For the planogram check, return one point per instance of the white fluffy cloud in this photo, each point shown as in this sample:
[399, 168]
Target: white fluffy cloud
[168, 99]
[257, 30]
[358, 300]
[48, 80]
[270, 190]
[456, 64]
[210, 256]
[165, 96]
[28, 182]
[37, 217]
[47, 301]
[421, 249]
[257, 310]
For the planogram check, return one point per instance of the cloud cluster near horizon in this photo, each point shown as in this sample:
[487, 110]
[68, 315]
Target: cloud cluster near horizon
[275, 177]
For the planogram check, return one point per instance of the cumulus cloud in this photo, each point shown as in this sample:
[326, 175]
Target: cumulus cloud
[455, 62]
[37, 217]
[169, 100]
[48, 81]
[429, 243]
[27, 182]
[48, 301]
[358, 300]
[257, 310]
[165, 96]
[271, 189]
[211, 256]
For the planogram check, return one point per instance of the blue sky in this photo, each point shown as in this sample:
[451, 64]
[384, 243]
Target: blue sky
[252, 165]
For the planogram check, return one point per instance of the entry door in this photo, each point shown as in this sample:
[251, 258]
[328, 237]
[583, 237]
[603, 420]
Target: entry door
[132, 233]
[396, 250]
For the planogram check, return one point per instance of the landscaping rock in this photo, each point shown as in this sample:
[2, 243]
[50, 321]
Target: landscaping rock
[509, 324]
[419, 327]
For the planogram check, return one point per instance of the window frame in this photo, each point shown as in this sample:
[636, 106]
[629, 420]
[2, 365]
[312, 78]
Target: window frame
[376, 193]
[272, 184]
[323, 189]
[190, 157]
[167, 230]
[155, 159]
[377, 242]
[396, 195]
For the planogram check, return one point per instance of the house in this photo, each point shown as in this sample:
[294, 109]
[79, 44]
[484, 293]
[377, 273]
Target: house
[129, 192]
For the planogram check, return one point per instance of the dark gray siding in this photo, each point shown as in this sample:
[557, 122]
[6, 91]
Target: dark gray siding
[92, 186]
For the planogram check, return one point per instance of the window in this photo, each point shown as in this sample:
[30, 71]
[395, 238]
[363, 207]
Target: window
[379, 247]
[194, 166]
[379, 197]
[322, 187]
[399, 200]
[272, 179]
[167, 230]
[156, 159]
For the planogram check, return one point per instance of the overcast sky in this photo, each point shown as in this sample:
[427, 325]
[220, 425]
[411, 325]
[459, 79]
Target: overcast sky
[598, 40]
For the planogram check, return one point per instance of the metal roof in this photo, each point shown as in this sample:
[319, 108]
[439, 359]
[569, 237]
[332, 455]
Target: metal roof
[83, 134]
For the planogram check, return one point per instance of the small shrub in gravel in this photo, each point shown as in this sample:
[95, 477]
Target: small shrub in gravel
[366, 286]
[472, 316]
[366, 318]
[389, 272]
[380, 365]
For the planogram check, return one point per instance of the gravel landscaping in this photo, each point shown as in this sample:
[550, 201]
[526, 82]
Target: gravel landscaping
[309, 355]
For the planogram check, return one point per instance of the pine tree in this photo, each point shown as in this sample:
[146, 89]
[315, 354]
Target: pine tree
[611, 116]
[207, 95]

····················

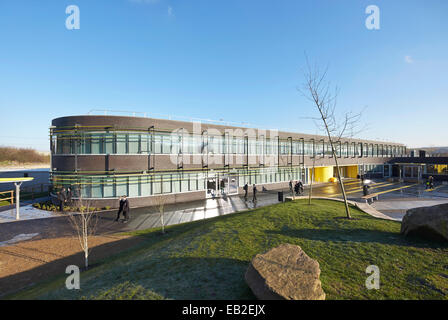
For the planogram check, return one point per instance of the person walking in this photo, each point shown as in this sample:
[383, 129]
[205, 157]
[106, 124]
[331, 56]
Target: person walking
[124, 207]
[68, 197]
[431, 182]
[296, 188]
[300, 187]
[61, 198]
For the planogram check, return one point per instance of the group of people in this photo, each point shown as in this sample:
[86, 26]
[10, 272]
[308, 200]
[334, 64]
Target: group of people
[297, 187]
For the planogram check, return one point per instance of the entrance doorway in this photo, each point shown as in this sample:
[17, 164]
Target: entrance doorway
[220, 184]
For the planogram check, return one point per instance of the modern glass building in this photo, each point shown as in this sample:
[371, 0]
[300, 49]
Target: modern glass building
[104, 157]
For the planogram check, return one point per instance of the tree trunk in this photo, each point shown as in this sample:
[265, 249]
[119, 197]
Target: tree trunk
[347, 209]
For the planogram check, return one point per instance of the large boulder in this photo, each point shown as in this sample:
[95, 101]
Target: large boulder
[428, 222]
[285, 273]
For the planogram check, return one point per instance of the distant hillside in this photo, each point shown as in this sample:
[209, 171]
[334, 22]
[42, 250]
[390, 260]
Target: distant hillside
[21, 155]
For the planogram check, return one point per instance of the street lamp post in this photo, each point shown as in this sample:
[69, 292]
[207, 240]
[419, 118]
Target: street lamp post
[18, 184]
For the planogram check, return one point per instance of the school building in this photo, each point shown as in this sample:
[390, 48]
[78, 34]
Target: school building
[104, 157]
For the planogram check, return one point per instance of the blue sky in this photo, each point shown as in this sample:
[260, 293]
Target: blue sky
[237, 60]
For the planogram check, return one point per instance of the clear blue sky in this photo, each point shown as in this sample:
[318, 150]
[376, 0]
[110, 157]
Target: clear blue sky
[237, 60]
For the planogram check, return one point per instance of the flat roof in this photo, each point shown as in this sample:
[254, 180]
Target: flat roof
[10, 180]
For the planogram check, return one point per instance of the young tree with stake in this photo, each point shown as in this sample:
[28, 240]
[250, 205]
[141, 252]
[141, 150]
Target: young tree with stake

····················

▸ **EXERCISE TASK**
Pull out every line of the records above that contains the string "person" and copy each one in full. Count a line only if its letters match that string in case.

▸ **EXERCISE OUTPUT**
For the planogram check, return one point per instance of the person walking in this photo, each point shown as in this sample:
Target: person walking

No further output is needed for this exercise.